ЗАДАНИЕ 1:
Перескажите фрагмент о культурном пространстве в двух предложениях.
======== ФРАГМЕНТ ТЕКСТА ========
Здесь мы сталкиваемся с еще одной интерпретацией идеи относительности понятий «прошлое», «настоящее», «раньше», «позже». У М.К. Мамардашвили она носила более глобальный характер — речь шла о «душевной жизни». В.С. Библер локализует эту концепцию в рамках культурного пространства бытия человечества. Так, в гипотетической мировой истории театра эпоха У. Шекспира будет описана раньше театра А.П. Чехова. Однако в ценностном отношении и У. Шекспир и А.П. Чехов находятся в едином пространстве: рецепция шекспировского театра претерпела необратимые трансформации с появлением театра чеховского, но и восприятие пьес А.П. Чехова как новаторских не может быть абстрагировано от всей предшествующей мировой драматургии — и в первую очередь драматургии У. Шекспира. Восприятие феноменов «У. Шекспир» и «А.П. Чехов» выходит за хронологические рамки, не нуждается в них. В пространстве культуры это «со-бытийные» по отношению к современности и по отношению друг к другу явления. Подобные парадоксы объясняются тем, что культурное пространство, прибегая к определениям В.С. Библера, «явно «не-евклидово», это пространство многих пространств. Платон имеет бесконечные резервы все новых и новых аргументов, ответов, вопросов в споре с Аристотелем; Аристотель также обнаруживает бесконечные возможности «формы форм», отвечая на возражения Платона. Кант бесконечно содержателен и осмыслен в беседах с Платоном, Гегелем, Гуссерлем, Марксом...» [19, с. 284]. Культура, как и философия, живет в описанном здесь «взаимопорождении разных форм бесконечно-возможного бытия и разных форм его понимания» [19, с. 284].
======== ЗАПИСИ ========
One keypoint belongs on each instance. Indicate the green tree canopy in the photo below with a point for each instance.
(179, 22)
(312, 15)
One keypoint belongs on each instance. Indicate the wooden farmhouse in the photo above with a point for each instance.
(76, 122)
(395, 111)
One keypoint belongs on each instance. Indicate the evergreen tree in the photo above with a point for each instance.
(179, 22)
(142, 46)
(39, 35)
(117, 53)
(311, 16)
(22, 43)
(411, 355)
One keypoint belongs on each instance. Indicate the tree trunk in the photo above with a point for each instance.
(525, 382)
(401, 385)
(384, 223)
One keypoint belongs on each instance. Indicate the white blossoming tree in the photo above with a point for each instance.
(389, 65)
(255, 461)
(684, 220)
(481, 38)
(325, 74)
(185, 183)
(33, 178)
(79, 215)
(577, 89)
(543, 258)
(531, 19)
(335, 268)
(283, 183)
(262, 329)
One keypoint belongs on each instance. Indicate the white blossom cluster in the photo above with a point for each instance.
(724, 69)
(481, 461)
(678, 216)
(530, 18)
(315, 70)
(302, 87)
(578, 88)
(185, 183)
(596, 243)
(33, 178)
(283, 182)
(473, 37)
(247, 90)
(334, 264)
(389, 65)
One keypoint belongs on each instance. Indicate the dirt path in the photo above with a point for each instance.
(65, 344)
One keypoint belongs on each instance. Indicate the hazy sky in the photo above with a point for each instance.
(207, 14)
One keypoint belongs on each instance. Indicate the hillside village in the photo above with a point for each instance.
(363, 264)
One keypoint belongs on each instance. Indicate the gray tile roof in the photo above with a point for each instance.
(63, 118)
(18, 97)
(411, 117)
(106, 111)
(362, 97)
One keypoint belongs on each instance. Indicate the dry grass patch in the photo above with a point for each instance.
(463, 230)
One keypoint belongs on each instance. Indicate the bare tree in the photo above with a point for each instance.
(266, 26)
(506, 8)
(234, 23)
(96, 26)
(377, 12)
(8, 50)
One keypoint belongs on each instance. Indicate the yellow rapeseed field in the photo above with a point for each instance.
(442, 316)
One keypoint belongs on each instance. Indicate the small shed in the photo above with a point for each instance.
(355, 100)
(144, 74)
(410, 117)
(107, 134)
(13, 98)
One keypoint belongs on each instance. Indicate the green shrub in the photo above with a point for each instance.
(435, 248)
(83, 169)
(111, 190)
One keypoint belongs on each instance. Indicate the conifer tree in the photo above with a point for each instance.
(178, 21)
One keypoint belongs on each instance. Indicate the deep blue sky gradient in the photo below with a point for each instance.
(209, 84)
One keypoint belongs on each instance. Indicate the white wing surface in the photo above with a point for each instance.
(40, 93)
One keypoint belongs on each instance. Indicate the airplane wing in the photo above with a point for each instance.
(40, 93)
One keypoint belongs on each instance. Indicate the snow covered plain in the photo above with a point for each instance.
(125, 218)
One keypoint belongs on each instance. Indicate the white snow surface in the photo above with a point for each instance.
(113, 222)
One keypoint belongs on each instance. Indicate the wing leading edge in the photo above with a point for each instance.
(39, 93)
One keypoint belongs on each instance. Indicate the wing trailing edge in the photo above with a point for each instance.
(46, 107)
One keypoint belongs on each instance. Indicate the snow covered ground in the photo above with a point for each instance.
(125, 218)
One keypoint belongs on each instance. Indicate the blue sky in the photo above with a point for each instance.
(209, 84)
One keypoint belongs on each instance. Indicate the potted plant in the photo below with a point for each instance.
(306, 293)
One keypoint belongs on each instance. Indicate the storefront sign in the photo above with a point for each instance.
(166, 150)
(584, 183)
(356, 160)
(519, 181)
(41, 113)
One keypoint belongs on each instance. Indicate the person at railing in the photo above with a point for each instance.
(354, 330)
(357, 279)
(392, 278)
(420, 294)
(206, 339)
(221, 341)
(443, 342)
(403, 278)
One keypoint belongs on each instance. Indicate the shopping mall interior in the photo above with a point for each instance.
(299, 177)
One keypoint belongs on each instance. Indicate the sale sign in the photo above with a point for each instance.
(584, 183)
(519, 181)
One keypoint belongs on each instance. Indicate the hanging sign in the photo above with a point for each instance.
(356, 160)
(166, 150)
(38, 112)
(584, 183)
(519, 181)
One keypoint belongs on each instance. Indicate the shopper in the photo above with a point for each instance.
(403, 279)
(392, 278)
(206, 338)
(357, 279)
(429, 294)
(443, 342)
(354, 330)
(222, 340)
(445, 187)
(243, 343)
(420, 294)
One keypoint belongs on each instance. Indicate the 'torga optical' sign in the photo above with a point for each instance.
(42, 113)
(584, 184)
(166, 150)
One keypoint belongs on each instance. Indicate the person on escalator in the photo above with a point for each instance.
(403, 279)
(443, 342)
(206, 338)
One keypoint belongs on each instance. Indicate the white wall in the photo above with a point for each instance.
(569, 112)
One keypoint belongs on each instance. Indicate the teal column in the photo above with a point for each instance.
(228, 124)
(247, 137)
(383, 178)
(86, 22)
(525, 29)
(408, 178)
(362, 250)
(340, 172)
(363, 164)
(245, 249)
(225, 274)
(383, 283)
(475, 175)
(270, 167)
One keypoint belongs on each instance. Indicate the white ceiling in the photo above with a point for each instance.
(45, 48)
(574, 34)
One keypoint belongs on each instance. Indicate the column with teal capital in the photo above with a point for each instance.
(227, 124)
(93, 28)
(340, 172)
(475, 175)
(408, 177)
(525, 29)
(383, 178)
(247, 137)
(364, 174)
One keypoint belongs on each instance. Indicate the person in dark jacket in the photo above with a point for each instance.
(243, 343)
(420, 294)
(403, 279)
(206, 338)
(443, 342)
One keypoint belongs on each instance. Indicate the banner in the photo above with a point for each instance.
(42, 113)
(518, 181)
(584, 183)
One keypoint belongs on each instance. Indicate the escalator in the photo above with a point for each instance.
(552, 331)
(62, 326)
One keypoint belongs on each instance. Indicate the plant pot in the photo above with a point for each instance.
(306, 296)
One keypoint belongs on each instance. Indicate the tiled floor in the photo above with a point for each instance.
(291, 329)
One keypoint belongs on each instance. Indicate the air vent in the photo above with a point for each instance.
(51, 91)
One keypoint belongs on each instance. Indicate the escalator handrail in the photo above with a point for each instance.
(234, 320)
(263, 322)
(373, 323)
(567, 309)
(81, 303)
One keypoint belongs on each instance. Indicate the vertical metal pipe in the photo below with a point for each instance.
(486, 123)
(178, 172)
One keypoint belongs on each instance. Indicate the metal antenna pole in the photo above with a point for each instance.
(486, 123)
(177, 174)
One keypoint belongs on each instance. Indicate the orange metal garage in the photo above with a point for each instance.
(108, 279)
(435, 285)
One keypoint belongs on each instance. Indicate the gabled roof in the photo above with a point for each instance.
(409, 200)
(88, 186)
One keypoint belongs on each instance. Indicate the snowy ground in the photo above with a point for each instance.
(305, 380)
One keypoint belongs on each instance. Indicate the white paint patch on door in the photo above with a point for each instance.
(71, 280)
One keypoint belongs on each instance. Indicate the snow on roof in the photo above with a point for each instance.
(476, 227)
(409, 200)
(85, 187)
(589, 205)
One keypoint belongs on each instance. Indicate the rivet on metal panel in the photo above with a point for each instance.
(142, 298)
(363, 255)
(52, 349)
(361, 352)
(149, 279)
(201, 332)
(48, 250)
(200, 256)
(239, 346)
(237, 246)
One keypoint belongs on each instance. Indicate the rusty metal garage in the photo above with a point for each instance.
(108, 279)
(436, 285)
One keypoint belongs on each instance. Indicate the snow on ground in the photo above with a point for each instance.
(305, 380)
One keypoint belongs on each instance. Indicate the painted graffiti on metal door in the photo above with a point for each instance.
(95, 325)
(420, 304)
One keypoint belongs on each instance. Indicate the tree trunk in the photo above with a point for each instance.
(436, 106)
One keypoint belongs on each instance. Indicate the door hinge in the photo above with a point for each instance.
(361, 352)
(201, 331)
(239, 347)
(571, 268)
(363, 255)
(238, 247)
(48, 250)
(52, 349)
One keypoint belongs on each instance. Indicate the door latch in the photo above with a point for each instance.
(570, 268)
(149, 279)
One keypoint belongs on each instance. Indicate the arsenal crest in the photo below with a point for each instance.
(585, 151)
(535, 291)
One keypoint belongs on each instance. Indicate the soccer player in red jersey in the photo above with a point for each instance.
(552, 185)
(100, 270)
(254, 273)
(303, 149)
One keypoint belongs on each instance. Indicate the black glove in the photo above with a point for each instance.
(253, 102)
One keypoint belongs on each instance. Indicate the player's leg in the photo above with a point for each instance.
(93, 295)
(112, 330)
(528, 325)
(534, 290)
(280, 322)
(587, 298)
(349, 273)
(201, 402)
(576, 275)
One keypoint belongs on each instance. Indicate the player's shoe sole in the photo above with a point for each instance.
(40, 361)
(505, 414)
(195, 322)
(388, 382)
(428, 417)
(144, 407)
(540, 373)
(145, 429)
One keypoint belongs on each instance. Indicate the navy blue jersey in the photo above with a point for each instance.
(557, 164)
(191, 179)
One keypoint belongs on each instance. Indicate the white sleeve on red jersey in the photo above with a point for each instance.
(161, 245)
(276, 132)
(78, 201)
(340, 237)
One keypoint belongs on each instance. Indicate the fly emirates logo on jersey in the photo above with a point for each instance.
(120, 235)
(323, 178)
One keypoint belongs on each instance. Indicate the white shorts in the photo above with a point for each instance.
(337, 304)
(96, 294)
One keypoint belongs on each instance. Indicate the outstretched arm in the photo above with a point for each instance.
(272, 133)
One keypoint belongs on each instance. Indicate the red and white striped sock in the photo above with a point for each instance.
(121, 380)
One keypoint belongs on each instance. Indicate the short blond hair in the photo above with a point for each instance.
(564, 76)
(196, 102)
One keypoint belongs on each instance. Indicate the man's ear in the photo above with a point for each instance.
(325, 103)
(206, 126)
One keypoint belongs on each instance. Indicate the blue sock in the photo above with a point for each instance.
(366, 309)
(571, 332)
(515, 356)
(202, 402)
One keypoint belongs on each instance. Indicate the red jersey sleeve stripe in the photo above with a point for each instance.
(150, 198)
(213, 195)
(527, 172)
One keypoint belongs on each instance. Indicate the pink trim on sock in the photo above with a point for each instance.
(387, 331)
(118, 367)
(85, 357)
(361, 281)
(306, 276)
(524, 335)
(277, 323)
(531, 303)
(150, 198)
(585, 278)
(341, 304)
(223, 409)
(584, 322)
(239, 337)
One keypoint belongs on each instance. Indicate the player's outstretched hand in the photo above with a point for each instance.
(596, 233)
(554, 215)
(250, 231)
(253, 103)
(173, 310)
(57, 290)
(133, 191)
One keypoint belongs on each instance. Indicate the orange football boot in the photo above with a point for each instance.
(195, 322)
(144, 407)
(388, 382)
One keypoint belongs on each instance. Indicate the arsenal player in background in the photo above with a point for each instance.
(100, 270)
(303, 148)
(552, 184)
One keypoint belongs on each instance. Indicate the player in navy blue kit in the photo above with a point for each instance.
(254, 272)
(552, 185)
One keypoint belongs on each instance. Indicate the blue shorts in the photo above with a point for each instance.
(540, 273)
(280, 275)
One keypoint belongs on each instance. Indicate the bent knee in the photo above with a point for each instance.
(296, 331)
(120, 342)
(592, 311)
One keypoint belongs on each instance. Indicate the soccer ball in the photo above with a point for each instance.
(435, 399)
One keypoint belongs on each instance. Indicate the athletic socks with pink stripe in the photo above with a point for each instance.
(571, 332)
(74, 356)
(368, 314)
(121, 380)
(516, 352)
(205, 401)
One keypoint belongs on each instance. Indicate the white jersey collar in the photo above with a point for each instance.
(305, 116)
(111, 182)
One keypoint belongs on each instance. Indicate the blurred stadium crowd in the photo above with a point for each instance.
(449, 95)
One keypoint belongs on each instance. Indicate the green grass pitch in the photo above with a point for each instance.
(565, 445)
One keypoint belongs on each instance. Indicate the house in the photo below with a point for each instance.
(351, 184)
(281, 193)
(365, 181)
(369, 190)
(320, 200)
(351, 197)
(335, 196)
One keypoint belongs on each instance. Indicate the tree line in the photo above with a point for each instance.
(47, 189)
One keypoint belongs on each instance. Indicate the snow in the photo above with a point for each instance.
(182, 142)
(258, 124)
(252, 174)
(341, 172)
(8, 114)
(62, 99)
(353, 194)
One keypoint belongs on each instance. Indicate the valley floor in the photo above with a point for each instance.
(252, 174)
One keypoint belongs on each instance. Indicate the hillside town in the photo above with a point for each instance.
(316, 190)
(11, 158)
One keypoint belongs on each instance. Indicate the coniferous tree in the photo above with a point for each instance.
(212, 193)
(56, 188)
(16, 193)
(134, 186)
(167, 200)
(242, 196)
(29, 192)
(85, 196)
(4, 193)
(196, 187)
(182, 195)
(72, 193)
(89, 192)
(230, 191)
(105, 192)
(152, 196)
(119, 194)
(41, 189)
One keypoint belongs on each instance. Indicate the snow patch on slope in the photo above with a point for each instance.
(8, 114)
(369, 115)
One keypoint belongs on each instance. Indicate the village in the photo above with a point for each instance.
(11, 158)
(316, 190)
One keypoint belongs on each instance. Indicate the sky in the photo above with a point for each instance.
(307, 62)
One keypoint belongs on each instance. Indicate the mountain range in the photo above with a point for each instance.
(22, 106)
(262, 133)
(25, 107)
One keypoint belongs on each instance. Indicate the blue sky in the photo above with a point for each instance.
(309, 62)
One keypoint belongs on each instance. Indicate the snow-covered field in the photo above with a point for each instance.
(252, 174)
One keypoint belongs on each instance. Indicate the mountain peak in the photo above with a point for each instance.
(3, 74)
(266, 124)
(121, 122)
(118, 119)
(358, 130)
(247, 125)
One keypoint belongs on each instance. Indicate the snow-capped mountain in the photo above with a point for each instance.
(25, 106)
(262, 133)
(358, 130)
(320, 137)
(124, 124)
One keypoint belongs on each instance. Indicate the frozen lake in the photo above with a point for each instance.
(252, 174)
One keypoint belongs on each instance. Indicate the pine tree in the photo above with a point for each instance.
========
ЗАДАНИЕ 2:
Покажите все строки записей, где встречается слово «pink». Регистр учитывается.

РЕШЕНИЕ 1:
В.С. Библер переносит идею относительности понятий «прошлое», «настоящее», «раньше», «позже» в культурное пространство бытия человечества. В истории театра Шекспир окажется раньше Чехова, но по ценности они стоят в едином пространстве и влияют на восприятие друг друга, потому что это пространство «не-евклидово», а культура, как и философия, живёт во «взаимопорождении разных форм бесконечно-возможного бытия и разных форм его понимания».

РЕШЕНИЕ 2:
One keypoint belongs on each instance. Indicate the pink trim on sock in the photo above with a point for each instance.
One keypoint belongs on each instance. Indicate the athletic socks with pink stripe in the photo above with a point for each instance.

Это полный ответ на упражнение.